SHORT EXERCISE 1:
Who wrote the majority opinion quoted in the court decision on out-of-state trash?
SHORT EXERCISE 2:
Pick up the court decision on out-of-state trash after its last sentence and continue it.

Harry John Watson III, Michael T. Schaefer, Office of Attorney General, Indianapolis, Ind., for defendant.

MEMORANDUM ENTRY OF THE DECISION AFTER TRIAL ON PLAINTIFFS' COMPLAINT FOR DECLARATORY RELIEF

                Table of Contents
                  I. Introduction ..........................  742
                 II. Findings of Fact ......................  743
                III. Conclusions of Law ....................  756
                     A. Standing and Ripeness ..............  756
                     B. Commerce Clause ....................  762
                        1. Tipping Fee Provision ...........  766
                        2. Health Officer Certification ....  772
                        3. Hauler Certification ............  774
                     C. Vagueness ..........................  779
                 IV. Conclusion ............................  779
                

TINDER, District Judge.

I. Introduction

In 1978 the United States Supreme Court applied the dormant commerce clause to dispose of a New Jersey law banning the importation of out-of-state trash. In his majority opinion Justice Potter Stewart observed as follows:

Today, cities in Pennsylvania and New York find it expedient or necessary to send their waste into New Jersey for disposal, and New Jersey claims the right to close its borders to such traffic. Tomorrow, cities in New Jersey may find it expedient or necessary to send their waste into Pennsylvania or New York for disposal, and those States might then claim the right to close their borders. The Commerce Clause will protect New Jersey in the future, just as it protects her neighbors now, from efforts by one State to isolate itself in the stream of interstate commerce from a problem shared by all.

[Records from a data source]
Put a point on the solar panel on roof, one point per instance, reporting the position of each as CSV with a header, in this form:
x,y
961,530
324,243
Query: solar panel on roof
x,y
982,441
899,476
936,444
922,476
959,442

EXERCISE RESULT 1:
Justice Potter Stewart wrote it.

EXERCISE RESULT 2:
City of Philadelphia v. New Jersey, 437 U.S. 617, 629, 98 S.Ct. 2531, 2538, 57 L.Ed.2d 475 (1978). The day foretold in City of Philadelphia has arrived.

Today cities in New Jersey and other Eastern states find it necessary, or at least expedient, to ship their waste hundreds of miles to the State of Indiana. This case involves an attempt by Indiana to regulate the influx of that out-of-state waste. In a broader sense, however, this case involves the collision of local concerns with a national problem.

The citizens of the State of Indiana are in the unenviable position of residing in a state which is an economically favorable dumping ground for the refuse of the Eastern states. Besides the deposit of undesirable materials from other states into Indiana soil, the status of being a trash "receiving" state means that the space available here for the disposal of Indiana waste is diminishing due to the inflow of non-Indiana trash.

Indiana's problem is not unique. The reported cases reflect that out-of-state trash is the object of nationwide concern, as well as disdain. Congress itself, however, has not yet deigned to touch the subject in a comprehensive manner. Thus, as the states become fed up, or filled up, with out-of-state waste, the harmony of each state's regulations with the dormant commerce clause is likely to be considered on a case by case basis.

This entry first relates the facts established at trial that are relevant to the issues before this court. This case was hotly contested by counsel for both parties, and the facts found here are the result of the court having carefully weighed all of the evidence and the reasonable inferences to be drawn from those facts. Second, this entry sets forth the controlling legal principles and applies those principles to the findings of fact.1 Finally, this entry is accompanied by a judgment consistent with the determinations made herein.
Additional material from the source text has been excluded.